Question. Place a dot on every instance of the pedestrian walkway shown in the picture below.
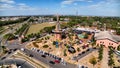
(104, 63)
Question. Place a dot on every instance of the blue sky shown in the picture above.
(62, 7)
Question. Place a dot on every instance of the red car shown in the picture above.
(57, 61)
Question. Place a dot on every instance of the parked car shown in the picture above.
(57, 61)
(51, 62)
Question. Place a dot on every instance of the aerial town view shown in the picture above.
(59, 34)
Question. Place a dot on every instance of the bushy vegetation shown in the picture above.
(35, 44)
(118, 48)
(111, 54)
(45, 46)
(9, 36)
(100, 51)
(65, 54)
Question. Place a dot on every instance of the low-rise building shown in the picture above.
(107, 39)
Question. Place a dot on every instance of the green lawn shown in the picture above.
(34, 28)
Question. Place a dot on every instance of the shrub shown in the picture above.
(34, 43)
(45, 46)
(78, 49)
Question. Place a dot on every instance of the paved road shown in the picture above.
(19, 62)
(86, 53)
(47, 59)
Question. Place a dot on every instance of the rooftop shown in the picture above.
(108, 35)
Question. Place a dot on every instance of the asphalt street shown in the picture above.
(18, 62)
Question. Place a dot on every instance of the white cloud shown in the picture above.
(72, 1)
(7, 1)
(6, 6)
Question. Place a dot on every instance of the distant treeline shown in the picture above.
(3, 23)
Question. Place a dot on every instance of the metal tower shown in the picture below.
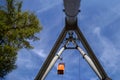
======
> [EXERCISE DETAILS]:
Write out exactly, and only, the lines from the line holding "Question. Place a dot on every instance of the asphalt" through the end of the data, inclusive, without any pictures.

> [WRITTEN ANSWER]:
Question. Place a dot on every instance of the asphalt street shown in the picture above.
(18, 62)
Question. Place a dot on every instance of the white cloud shown in the picture above.
(72, 1)
(7, 1)
(6, 6)
Question. Place a dot on every instance of the distant treeline shown in the picture above.
(3, 23)
Question. Place a dot on every instance of the metal tower shown in the picture below.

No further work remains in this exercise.